#### Excerpt provided:
begin
# Powerhouse Final Results!



## Nipididdee (Apr 19, 2004)

First a big thank to OGF for allowing us to use this site to relay info to our participants of this event!!!

Second this is just the initial web stuff...much more to come!!!
http://www.dobass.com/07POWERHOUSE/APRIL14APRIL15.html
*Congrats to Ray Maynard and Dan Klien with 22.9lbs total weight!!!!*
These guys rockn' on two of the toughest days of fishing that I have ever directed a tournament in- just super guys and awesome job!!!

*THIRD- I will soon be posting a complete story with details and pics of a most challenging situation that was dealt with...it is not what I want Powerhouse to be remembered by...but we all have to know the facts...it IS A DOOSEY* 

Nip


----------



## ThunderHawk7 (May 3, 2004)

Mr. Franks,

I have fished tournaments up to the BFL Level..and have not had an experience like this past weekend. You and your crew are AWSOME. While I am seriously outclassed when it comes to Portage Lakes...I cannot say anything negative about the way you run your tournaments. Despite some horrible conditions weather wise, everything from pre-tournament news, to launching, to trailering at the end of the day, was smooth and well planned. You sir put on one heck of a show. While my fingers are still stinging and my pride is "BUSTED" beyond all recognition, my thoughts about you and your crew are all positive. Thanks to you and your crew and I wish you continued success with your circuits and other events.


Hawk


----------



## Nipididdee (Apr 19, 2004)

You rock Thunderhawk as well! Thats what we need to hear and I am gracious for it.

Once the CRAZINESS starts- I assure you and everyone that me and my team simply DARE anyone to attempt anything illegal at our events...any of them...at any time...you all will see why and have to sit back in amazement at what transpired this weekend.

What I will always remember is the winners- all of the great participants who followed the rules by the book- and my incredible team who ran day2 in 30+ mph winds!!!

Again- your kind words are appreciated!!!!

Nip


----------



## Big Daddy (Apr 6, 2004)

Thanks for the props Rory. 

I'm looking forward to your detailed report. 

Anything you need, don't hesitate to let us know.


----------



## TritonBill (Apr 9, 2004)

I can't wait for the details!!! Sounds interesting! Congratz to all that braved it out there today.


----------



## smallie slammer (Mar 5, 2007)

what happened at portage this weekend.


----------



## AkronBass (Mar 17, 2007)

I was there as a spectator and I must say Nip and his crew have got it goin, they do an awesome job, everything ran smooth and efficient!


----------



## Nipididdee (Apr 19, 2004)

What happened at Portage this weekend was...178 anglers caught 224 bass for 454lbs!!!
end
#### Data section:
begin
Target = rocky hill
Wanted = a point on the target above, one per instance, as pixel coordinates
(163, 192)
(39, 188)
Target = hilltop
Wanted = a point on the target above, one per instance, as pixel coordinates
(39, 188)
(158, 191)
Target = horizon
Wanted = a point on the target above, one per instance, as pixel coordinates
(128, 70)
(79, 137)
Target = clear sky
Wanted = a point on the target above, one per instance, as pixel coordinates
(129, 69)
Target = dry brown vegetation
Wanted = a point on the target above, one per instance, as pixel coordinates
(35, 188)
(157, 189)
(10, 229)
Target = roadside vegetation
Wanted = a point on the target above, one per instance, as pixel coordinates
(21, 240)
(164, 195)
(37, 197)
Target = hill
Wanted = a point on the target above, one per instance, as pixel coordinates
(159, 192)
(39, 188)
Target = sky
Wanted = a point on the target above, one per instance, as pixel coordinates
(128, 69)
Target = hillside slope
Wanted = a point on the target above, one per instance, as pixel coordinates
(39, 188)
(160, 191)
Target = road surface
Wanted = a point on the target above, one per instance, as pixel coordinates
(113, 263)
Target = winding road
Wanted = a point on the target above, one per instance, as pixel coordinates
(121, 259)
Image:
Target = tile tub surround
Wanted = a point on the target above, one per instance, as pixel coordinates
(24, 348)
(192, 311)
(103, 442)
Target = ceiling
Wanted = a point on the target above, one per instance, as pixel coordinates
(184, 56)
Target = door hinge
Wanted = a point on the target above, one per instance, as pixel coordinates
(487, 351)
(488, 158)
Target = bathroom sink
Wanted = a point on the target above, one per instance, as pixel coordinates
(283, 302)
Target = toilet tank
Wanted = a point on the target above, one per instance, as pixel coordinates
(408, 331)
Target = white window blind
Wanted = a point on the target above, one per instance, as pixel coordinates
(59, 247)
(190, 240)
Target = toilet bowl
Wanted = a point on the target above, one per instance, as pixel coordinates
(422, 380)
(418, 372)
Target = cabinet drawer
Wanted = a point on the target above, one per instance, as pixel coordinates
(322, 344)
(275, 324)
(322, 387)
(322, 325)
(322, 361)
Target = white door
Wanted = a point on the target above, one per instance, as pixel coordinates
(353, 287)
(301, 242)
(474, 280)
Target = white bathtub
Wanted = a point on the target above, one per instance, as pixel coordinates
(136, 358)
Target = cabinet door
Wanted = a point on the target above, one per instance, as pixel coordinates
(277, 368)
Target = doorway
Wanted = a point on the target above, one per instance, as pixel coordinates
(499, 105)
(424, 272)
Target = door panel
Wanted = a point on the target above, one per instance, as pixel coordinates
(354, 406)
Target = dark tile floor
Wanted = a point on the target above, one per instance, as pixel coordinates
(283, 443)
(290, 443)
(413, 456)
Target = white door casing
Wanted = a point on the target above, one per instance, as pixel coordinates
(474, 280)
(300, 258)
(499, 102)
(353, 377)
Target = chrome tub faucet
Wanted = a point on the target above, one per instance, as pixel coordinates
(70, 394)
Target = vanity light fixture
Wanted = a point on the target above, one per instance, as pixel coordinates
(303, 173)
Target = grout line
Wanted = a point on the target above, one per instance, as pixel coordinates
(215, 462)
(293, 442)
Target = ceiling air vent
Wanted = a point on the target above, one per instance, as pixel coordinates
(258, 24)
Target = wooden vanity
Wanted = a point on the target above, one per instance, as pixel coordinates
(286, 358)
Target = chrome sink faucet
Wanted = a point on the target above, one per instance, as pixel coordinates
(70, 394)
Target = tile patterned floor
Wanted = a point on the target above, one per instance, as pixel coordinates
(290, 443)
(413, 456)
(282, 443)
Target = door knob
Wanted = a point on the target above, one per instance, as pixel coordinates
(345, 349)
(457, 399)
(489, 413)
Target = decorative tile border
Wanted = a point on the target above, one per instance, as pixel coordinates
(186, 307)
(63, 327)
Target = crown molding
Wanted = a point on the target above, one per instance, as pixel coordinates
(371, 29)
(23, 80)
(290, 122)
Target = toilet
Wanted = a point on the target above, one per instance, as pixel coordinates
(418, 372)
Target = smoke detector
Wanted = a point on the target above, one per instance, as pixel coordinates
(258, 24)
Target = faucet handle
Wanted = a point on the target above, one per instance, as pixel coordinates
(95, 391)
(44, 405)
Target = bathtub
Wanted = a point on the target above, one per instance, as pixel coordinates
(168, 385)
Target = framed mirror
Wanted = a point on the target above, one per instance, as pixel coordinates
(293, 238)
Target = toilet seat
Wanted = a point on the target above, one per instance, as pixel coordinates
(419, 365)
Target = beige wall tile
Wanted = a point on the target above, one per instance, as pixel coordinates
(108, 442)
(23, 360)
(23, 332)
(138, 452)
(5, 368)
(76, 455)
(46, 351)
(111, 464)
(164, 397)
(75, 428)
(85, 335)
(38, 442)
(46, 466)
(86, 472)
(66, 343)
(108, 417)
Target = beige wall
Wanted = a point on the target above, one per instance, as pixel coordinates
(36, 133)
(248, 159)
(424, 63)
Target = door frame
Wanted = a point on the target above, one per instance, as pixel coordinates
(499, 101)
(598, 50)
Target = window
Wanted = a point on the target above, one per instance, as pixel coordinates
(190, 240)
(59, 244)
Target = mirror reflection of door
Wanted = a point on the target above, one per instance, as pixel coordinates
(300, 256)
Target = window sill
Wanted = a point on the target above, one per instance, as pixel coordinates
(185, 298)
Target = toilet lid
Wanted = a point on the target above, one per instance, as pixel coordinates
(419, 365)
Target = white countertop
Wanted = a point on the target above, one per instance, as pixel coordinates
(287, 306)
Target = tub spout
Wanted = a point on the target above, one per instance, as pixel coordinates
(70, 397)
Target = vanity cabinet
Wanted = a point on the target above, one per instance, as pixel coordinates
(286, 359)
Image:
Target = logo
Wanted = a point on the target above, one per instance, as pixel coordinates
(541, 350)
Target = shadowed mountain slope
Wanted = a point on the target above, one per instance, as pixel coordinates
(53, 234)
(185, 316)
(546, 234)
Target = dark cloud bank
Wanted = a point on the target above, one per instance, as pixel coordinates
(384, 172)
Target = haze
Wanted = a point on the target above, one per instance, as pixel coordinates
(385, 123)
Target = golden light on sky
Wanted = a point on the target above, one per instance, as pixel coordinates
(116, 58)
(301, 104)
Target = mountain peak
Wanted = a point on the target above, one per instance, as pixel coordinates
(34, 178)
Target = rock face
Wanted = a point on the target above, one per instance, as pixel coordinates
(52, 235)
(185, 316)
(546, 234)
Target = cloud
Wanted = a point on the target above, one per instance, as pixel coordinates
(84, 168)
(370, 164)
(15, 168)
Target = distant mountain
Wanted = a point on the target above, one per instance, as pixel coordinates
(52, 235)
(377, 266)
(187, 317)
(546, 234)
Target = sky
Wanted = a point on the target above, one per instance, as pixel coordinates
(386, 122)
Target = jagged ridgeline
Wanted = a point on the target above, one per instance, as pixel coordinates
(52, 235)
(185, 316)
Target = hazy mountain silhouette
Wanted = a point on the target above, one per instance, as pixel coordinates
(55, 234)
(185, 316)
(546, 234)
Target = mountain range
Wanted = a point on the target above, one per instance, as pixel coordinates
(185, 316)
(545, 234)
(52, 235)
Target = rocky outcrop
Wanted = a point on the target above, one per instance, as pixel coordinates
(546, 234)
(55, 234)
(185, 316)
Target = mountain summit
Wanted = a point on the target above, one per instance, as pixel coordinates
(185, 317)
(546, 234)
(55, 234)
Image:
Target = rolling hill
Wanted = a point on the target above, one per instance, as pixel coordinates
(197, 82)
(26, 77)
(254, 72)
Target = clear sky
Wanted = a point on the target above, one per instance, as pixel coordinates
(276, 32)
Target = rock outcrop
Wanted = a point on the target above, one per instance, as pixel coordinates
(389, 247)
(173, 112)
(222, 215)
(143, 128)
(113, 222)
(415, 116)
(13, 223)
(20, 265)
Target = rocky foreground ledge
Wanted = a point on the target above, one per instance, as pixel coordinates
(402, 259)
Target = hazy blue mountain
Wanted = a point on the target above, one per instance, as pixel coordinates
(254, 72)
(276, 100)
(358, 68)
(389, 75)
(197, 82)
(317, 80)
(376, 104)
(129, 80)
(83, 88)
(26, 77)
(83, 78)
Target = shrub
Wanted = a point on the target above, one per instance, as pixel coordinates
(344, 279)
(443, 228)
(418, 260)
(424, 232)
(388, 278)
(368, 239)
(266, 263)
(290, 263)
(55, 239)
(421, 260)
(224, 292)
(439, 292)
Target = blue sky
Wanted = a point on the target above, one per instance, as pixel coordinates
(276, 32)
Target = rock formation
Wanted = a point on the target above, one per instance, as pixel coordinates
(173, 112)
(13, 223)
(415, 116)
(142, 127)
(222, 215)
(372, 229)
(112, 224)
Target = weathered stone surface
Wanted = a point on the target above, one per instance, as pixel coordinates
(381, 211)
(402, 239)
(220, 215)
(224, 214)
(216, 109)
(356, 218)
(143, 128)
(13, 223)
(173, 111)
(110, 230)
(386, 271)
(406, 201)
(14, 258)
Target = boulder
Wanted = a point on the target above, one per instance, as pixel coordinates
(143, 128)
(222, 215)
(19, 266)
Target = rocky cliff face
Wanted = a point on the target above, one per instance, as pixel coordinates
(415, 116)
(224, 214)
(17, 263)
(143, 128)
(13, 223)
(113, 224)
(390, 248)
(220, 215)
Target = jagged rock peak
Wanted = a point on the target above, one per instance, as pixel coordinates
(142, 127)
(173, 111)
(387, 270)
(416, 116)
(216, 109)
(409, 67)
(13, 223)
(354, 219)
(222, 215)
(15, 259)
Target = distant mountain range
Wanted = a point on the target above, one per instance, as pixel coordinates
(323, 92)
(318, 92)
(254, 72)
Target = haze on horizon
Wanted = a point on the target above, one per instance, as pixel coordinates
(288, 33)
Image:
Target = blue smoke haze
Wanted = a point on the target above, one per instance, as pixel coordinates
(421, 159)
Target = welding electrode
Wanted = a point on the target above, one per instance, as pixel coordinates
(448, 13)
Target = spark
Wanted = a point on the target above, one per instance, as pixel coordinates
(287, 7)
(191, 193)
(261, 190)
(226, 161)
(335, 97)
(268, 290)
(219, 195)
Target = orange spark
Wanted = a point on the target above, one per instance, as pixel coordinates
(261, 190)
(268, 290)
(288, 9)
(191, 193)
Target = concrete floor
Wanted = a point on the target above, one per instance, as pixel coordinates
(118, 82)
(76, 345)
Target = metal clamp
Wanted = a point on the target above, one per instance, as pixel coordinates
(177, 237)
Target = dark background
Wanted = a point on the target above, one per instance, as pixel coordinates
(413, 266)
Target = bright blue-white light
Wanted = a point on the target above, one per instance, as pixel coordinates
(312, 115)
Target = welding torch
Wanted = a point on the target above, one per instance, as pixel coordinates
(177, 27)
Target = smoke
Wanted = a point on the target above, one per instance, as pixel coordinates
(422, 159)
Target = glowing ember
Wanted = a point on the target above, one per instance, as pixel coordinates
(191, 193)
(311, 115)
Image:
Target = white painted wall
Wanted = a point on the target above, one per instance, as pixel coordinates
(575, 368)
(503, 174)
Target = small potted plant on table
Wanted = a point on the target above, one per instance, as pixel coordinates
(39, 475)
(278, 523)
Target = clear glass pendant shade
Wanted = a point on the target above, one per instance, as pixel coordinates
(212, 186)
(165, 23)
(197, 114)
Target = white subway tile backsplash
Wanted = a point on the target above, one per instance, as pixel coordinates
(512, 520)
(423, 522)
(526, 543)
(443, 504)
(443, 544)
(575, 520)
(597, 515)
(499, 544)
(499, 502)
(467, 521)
end
#### Set problem:
In the Powerhouse results thread:
(a) What total weight did Ray Maynard and Dan Klien have?
(b) How strong were the winds the team ran day2 in?
(c) How many anglers fished at Portage that weekend, and how many bass did they catch?

#### Response to the task:
(a) 22.9lbs
(b) 30+ mph
(c) 178 anglers caught 224 bass.